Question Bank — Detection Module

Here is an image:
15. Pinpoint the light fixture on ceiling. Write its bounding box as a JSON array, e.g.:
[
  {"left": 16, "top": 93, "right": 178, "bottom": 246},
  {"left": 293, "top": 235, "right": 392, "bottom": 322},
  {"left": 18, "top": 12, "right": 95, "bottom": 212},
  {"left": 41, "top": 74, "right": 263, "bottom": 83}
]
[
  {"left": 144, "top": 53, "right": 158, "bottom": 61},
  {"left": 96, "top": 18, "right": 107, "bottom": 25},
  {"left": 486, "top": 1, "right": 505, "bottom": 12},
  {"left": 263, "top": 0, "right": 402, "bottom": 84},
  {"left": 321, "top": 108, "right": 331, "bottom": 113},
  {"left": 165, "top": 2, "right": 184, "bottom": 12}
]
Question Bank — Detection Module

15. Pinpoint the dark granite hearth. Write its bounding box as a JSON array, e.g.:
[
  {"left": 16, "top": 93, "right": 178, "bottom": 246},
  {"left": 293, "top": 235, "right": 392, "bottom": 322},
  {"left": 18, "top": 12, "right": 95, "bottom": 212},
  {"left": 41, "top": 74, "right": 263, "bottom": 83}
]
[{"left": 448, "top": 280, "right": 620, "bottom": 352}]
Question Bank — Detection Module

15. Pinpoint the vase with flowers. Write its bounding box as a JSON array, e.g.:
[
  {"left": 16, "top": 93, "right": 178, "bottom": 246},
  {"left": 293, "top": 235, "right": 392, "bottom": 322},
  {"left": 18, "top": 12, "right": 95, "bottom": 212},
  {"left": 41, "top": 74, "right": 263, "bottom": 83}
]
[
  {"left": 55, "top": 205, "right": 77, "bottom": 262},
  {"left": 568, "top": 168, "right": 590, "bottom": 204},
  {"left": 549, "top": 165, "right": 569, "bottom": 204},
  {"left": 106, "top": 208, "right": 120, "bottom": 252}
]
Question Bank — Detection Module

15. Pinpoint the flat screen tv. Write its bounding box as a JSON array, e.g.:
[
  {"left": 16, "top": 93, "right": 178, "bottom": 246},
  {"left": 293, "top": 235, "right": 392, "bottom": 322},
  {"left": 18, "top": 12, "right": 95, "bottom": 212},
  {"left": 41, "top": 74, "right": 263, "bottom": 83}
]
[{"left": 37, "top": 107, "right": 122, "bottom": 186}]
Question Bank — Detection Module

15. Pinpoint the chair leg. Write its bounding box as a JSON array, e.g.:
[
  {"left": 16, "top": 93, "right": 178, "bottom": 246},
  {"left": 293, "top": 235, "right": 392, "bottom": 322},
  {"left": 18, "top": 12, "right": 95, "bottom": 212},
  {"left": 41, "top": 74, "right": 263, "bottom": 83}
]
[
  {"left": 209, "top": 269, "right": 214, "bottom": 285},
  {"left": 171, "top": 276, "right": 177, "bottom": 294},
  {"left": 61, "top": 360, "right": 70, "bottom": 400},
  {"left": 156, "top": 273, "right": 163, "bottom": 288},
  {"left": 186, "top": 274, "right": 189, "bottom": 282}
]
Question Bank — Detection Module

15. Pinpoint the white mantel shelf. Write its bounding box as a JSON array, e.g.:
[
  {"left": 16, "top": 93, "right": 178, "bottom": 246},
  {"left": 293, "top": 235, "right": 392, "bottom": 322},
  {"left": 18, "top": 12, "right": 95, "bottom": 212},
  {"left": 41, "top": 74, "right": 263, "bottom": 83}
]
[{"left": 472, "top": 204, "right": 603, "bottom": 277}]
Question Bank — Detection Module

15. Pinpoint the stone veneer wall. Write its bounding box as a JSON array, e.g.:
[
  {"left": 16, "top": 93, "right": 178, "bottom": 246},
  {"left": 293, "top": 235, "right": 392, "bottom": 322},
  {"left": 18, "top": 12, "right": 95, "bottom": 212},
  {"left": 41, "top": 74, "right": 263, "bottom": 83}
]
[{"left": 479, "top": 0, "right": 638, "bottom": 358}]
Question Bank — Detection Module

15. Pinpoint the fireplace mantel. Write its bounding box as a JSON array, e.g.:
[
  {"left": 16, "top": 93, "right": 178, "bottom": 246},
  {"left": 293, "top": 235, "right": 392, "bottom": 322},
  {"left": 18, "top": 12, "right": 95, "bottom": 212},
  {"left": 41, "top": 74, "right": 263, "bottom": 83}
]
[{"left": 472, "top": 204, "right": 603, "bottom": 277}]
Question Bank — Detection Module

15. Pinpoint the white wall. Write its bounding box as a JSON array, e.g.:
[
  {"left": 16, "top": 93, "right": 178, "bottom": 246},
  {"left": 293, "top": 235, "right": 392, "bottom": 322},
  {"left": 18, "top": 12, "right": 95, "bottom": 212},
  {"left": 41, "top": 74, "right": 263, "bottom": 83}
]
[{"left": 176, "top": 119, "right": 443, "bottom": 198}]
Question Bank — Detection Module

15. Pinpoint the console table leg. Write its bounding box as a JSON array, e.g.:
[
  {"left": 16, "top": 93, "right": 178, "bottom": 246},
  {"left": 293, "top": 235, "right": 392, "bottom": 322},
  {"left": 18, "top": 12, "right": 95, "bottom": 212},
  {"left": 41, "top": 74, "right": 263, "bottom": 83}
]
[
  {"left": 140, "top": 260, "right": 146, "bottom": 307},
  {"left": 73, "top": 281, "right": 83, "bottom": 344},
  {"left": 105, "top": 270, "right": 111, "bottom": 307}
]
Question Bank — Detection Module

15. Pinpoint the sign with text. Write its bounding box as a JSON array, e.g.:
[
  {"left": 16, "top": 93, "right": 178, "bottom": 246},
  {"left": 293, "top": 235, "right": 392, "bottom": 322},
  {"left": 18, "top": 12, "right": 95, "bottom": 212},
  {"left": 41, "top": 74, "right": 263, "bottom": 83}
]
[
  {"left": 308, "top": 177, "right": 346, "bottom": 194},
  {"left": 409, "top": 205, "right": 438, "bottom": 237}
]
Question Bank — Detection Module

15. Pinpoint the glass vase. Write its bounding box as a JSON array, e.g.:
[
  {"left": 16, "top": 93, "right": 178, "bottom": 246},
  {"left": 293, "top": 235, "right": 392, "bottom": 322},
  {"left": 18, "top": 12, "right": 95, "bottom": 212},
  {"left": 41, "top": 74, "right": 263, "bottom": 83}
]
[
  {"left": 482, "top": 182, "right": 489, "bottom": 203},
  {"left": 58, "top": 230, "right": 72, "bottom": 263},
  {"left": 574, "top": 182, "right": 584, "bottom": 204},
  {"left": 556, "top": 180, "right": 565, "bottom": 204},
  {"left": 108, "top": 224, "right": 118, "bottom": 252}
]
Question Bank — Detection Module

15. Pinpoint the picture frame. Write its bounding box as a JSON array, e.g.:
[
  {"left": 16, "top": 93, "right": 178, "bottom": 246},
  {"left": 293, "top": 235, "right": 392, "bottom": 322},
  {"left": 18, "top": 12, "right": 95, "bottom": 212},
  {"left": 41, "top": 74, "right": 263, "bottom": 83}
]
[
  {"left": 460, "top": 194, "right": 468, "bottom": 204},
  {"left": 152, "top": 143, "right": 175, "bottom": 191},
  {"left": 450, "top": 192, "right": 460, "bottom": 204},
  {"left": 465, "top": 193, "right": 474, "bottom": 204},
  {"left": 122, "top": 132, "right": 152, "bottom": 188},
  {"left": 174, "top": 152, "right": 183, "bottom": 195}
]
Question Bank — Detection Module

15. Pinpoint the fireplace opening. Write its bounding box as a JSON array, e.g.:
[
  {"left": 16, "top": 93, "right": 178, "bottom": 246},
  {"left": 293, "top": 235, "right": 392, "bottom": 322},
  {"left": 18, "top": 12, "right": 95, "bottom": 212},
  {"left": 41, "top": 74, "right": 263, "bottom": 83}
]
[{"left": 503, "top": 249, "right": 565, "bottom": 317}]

§ **ASSIGNMENT**
What is needed here is how many lines of the entries contain "fireplace"; give that number alone.

§ **ANSWER**
2